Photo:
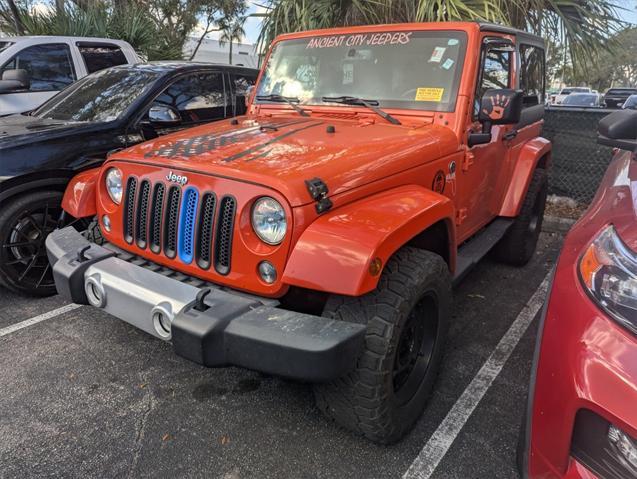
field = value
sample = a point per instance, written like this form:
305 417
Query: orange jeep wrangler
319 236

---

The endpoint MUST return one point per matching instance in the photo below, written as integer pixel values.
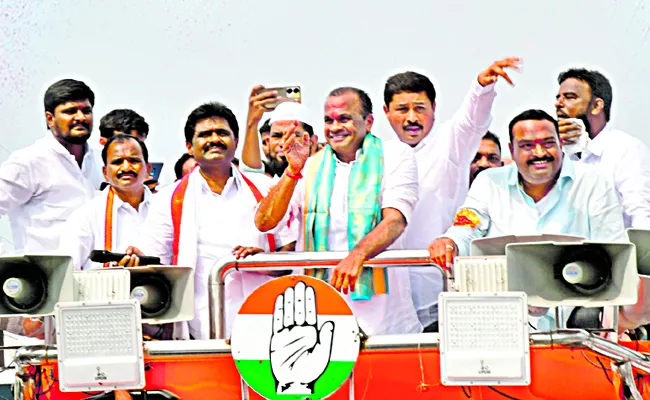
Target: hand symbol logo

- **Set exercise**: Return every line of the material above that contains the string "point". Uppercase and lowercase letters must match.

- **Task response**:
sample = a point per instance, written like this form:
The endpoint MUST return one point per matching instance in the photo below, written as integer pixel values.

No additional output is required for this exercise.